What is expected:
Find each line below that contains the string "glove" and copy those lines in full. Case counts.

Material for this task:
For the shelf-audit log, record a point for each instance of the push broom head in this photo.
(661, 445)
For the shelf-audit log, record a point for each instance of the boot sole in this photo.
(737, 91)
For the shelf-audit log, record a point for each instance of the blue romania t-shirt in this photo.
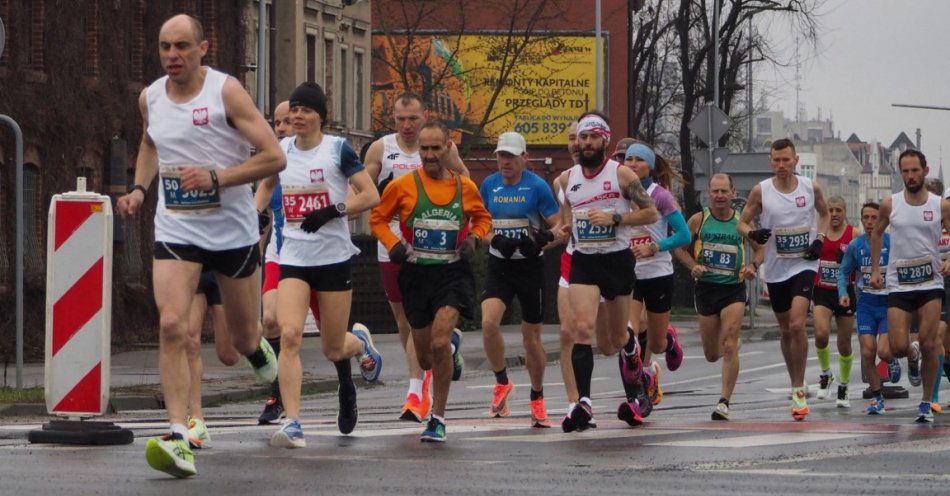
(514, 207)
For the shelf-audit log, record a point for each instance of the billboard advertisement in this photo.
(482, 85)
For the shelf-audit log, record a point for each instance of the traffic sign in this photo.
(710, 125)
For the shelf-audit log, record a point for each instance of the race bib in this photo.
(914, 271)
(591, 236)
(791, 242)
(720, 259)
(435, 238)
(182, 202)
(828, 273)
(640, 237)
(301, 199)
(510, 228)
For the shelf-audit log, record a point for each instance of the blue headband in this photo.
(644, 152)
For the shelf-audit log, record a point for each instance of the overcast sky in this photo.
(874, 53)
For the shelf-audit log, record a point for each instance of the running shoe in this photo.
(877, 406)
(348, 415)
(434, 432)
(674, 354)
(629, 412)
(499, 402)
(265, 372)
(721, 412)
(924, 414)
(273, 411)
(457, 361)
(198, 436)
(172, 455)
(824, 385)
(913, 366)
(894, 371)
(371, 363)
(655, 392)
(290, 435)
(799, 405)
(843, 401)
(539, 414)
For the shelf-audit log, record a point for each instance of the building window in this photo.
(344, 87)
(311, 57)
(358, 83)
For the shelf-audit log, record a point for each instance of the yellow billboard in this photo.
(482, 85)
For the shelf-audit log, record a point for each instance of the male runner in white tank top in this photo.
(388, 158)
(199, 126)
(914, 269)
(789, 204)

---

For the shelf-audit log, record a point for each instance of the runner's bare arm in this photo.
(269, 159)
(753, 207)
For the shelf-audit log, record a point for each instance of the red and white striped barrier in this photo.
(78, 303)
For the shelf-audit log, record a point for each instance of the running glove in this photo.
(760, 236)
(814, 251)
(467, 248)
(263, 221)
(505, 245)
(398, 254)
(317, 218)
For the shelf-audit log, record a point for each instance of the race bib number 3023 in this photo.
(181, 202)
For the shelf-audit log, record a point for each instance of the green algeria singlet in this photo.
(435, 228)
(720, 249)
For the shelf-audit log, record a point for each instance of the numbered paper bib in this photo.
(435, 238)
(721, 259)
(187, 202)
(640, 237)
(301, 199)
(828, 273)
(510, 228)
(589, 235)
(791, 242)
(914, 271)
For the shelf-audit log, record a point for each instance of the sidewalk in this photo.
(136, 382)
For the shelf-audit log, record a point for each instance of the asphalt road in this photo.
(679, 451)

...

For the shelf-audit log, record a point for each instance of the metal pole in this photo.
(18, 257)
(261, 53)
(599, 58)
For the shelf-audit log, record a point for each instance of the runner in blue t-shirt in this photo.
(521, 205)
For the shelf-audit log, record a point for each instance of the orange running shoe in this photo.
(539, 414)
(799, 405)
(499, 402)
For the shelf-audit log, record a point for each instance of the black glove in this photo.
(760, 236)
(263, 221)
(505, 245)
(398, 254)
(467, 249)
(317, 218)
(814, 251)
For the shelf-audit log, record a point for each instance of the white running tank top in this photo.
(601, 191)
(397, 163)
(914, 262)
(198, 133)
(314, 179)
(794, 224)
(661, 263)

Final result:
For the shelf-audit log, record a point for each instance of the running glove in this photo.
For the shelf-audit log, record a point for each instance of the black glove in this photo.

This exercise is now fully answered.